# [CONSEGNA]
Riporta ogni riga delle voci seguenti in cui compare la parola "silhouette".
---*---
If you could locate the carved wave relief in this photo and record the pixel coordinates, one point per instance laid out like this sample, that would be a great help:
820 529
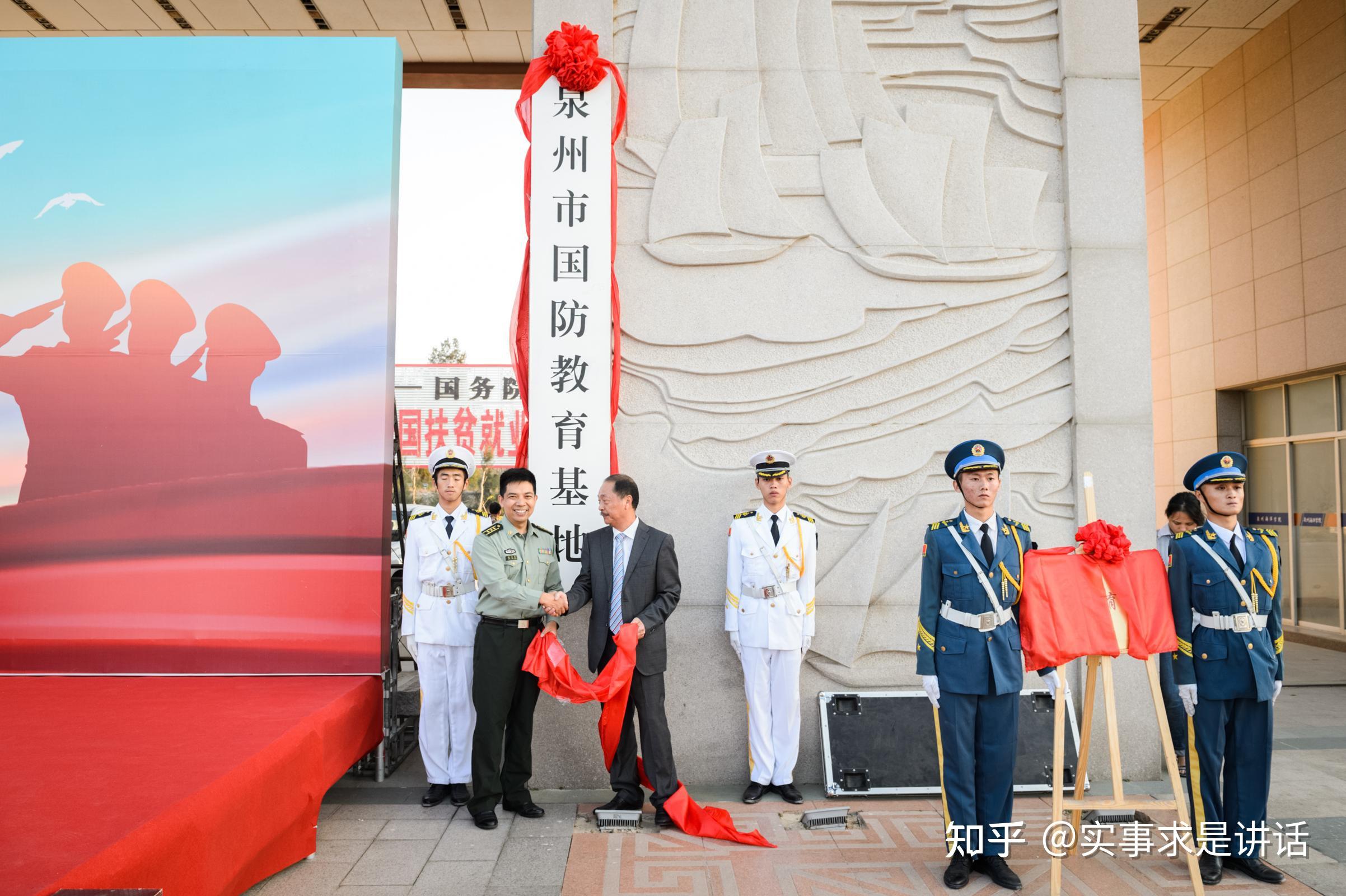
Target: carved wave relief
842 236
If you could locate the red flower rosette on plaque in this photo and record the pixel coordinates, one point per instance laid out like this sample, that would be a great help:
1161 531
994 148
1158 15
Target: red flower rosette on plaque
1068 594
572 58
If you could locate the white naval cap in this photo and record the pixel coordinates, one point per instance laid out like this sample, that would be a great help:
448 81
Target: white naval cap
451 458
770 465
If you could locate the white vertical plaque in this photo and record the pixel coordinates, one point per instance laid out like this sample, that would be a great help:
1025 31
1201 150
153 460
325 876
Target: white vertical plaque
570 365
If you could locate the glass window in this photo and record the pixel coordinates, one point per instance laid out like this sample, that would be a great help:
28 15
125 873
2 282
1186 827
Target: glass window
1341 400
1317 537
1313 407
1265 413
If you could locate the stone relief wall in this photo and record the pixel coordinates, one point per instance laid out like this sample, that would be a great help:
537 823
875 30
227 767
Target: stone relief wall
842 235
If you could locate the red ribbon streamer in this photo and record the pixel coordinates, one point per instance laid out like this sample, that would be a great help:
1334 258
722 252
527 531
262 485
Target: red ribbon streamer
547 660
538 74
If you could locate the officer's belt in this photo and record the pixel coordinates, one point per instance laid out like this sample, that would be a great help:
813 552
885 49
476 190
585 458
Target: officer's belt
443 591
1233 622
982 622
513 623
770 591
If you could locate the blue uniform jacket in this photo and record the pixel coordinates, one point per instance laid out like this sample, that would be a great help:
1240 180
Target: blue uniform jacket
1225 665
965 658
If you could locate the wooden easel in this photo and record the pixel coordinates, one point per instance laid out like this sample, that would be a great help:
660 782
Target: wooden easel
1078 802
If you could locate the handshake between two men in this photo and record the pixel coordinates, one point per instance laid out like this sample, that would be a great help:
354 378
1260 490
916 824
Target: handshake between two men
557 604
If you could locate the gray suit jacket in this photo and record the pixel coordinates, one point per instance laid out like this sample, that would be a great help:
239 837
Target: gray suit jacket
649 591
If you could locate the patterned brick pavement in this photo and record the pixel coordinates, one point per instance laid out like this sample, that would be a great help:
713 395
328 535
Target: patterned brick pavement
898 852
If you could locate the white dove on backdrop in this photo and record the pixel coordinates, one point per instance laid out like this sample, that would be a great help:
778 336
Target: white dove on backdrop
68 199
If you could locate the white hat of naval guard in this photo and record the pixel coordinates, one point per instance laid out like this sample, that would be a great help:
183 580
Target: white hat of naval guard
451 458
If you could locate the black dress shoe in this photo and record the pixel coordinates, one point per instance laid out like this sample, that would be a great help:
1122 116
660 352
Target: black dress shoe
959 871
1255 868
527 809
622 804
435 796
998 871
1211 870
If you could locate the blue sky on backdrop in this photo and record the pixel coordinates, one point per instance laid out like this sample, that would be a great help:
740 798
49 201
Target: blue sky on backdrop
239 170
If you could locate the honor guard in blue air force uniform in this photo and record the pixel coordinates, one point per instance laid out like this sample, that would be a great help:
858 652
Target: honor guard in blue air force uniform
1224 582
769 613
970 660
439 624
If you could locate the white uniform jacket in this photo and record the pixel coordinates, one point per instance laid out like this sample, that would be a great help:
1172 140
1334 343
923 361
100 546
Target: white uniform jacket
769 589
434 568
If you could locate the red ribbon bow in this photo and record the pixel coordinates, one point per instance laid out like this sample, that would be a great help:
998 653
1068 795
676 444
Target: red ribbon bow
572 57
1103 541
547 660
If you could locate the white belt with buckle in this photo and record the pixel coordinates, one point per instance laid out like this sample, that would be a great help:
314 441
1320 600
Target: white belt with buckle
982 622
443 591
770 591
1233 622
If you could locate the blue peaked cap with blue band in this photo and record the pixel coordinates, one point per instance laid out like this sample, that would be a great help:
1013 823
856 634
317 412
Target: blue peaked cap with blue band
975 454
1223 466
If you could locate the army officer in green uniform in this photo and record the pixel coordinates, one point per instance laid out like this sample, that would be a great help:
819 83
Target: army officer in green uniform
520 584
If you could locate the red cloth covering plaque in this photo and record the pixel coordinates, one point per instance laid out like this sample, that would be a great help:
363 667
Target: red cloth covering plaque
1064 610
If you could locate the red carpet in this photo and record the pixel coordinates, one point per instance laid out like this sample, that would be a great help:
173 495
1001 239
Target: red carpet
193 785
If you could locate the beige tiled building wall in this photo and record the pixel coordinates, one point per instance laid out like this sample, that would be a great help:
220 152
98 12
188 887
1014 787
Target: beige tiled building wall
1245 197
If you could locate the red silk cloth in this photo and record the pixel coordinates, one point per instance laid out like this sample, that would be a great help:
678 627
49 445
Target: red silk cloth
547 660
1064 611
572 78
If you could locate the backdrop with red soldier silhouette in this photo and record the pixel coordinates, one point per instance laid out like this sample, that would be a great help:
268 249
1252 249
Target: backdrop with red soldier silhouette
195 354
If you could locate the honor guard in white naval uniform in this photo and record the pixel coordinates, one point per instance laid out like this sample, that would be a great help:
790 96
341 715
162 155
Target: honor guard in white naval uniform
769 615
439 624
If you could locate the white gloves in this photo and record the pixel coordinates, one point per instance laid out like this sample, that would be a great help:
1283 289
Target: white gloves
932 685
1189 697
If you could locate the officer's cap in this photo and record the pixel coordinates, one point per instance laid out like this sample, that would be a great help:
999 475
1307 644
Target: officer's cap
975 454
452 458
770 465
1223 466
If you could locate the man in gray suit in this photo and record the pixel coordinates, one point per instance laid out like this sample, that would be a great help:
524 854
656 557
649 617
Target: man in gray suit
632 560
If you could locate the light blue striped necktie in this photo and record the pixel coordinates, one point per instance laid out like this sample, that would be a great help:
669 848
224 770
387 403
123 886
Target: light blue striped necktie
614 614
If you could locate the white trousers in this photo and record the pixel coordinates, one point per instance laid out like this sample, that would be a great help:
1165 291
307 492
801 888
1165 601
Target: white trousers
772 683
447 715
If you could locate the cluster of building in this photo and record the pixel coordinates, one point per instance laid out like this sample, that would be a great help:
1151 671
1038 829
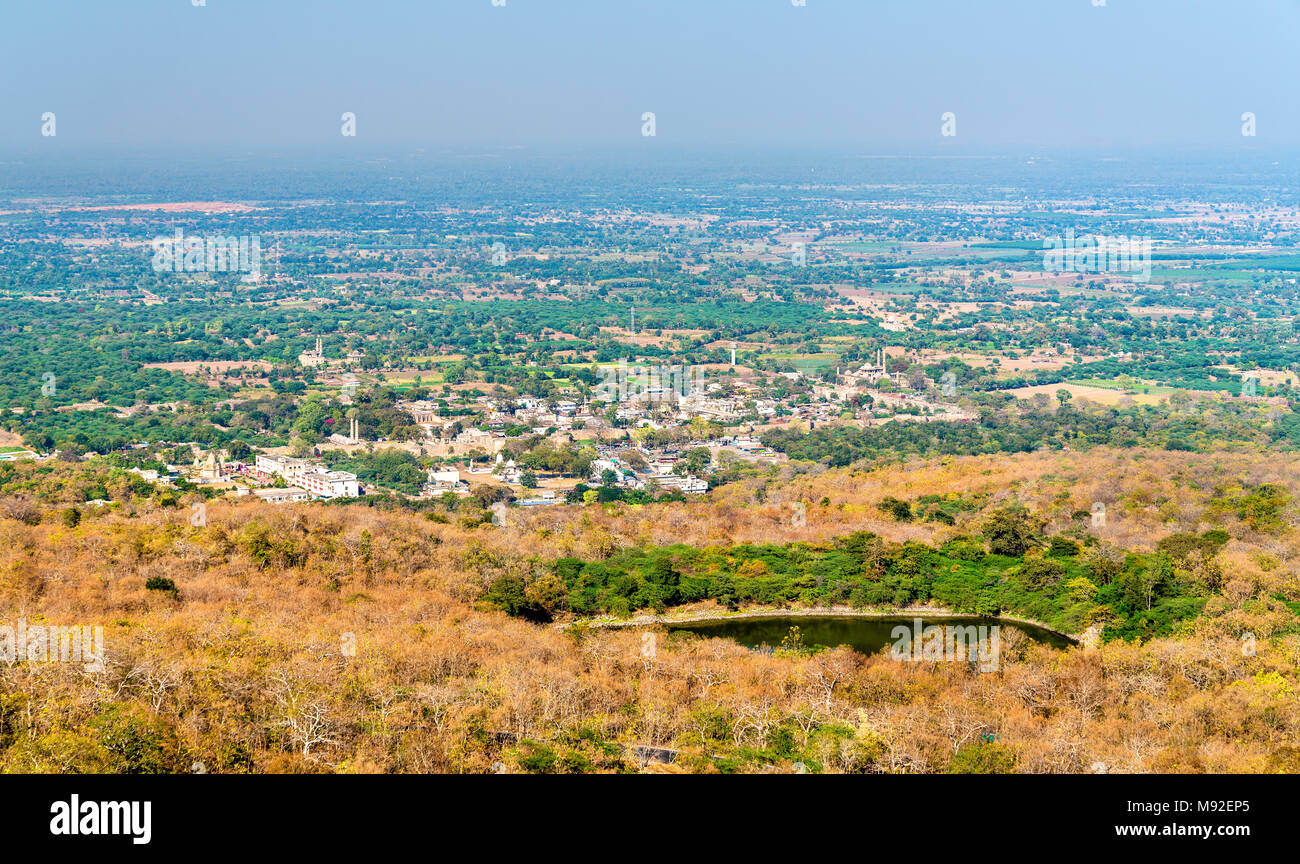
---*---
# [SOLUZIONE]
If you could locate the backdrop with red soldier silhouette in this photo and record the pixel coordinates, one point per instance laid out like this sample, that would be a great help:
Target: backdrop with red soldier silhouette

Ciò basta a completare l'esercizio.